--- Start of Record set ---
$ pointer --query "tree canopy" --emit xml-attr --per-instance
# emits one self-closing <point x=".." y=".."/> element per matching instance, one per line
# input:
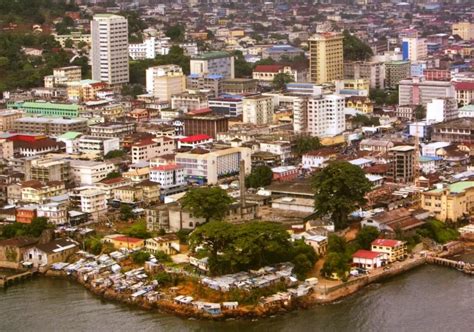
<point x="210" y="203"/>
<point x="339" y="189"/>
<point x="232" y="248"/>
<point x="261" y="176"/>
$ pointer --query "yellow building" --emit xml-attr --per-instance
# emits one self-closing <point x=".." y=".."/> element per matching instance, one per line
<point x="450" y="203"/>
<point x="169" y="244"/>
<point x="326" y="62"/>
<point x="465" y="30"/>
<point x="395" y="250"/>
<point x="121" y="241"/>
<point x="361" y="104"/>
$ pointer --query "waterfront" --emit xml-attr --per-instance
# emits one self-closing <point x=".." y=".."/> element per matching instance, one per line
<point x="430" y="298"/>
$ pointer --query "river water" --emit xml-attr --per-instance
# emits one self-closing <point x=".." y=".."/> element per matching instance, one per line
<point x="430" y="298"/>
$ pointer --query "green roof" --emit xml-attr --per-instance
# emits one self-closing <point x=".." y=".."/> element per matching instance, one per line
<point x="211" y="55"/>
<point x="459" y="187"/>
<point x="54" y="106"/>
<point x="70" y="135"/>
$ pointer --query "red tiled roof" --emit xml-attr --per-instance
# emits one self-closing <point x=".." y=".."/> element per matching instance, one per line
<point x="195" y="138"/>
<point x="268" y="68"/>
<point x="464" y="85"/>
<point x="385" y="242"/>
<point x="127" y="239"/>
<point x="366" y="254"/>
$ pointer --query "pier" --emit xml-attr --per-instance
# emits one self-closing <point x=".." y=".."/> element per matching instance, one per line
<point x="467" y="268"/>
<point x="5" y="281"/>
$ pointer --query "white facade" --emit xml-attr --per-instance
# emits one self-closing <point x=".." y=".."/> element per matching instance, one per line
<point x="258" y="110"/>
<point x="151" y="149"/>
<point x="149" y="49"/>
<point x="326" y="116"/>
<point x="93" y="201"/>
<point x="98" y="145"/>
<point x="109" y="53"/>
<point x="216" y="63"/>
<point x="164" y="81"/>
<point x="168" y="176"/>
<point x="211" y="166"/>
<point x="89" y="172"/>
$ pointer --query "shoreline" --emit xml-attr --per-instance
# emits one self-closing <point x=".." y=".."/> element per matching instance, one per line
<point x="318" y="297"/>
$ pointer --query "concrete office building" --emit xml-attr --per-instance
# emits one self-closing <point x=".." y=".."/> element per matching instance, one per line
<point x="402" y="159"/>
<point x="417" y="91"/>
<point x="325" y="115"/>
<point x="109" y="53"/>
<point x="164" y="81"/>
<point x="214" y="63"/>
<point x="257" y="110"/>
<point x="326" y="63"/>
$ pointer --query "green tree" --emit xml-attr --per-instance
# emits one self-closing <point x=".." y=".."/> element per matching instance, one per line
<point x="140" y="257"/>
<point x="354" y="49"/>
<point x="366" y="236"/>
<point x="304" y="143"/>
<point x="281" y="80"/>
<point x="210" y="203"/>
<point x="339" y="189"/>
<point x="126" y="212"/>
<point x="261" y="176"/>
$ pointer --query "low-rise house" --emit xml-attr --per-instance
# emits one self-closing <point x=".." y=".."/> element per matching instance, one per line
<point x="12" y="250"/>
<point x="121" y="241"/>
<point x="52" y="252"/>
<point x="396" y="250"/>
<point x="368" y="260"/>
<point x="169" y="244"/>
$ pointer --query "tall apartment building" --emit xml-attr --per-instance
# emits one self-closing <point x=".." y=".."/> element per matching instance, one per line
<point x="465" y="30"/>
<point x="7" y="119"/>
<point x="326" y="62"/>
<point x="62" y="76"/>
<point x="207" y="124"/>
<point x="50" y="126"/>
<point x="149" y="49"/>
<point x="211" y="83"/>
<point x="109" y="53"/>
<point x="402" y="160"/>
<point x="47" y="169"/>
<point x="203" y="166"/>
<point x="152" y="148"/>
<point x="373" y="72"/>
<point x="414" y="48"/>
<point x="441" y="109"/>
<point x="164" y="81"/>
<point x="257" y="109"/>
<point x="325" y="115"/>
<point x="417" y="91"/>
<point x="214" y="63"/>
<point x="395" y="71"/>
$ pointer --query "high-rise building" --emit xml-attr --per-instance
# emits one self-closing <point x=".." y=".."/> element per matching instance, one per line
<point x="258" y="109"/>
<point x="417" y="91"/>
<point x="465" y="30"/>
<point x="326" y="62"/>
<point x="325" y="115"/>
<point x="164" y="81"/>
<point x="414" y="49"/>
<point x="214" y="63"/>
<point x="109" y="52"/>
--- End of Record set ---
--- Start of Record set ---
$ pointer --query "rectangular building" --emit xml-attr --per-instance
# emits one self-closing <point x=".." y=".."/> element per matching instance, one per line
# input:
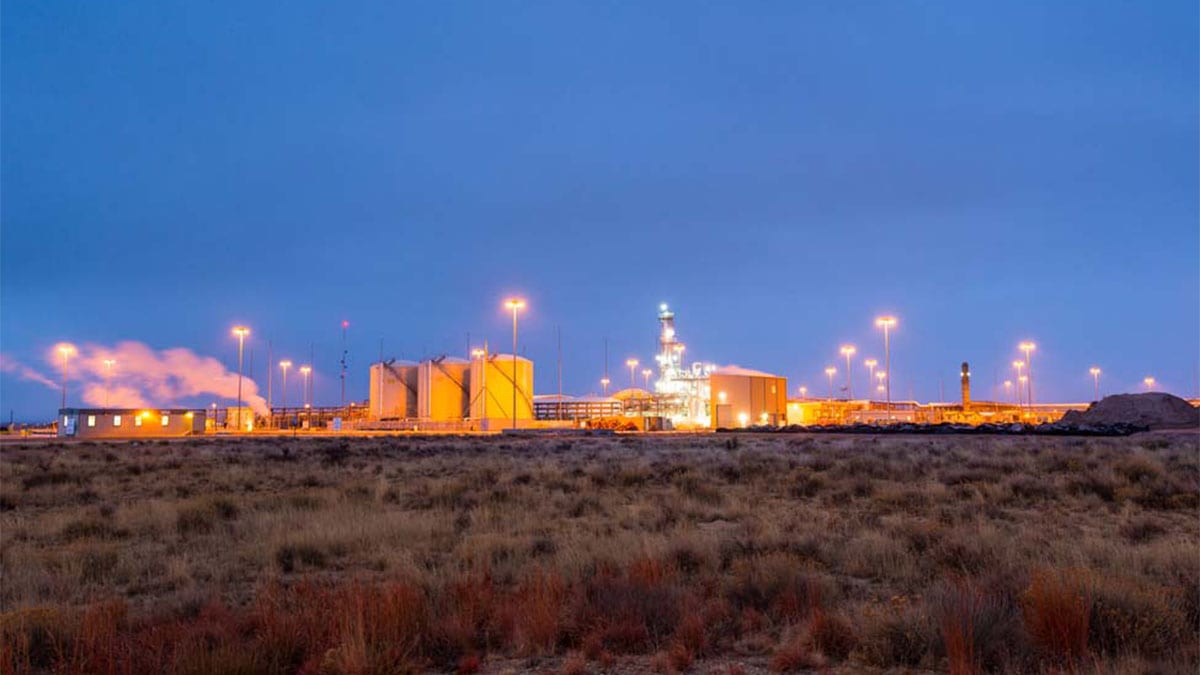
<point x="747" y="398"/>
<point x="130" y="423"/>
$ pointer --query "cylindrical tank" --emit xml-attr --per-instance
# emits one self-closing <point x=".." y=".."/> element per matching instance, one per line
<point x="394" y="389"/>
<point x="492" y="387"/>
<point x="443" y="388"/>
--- End of Record set ---
**What you will do:** Which lines in the records above contain the word "building"? Pick out and copy each of them, treating case as significant.

**Result of this exercise:**
$ pointer --query "yellow building" --emit xml-attr --per-instance
$ pointer --query "concrete office building" --emit xml-attr --per-instance
$ pointer --query "tall apartment building" --emit xml-attr --per-instance
$ pointer --query "high-rise building" --emit xml-attr --per-instance
$ pointer --query "rectangular building" --emit xml-attr --per-instance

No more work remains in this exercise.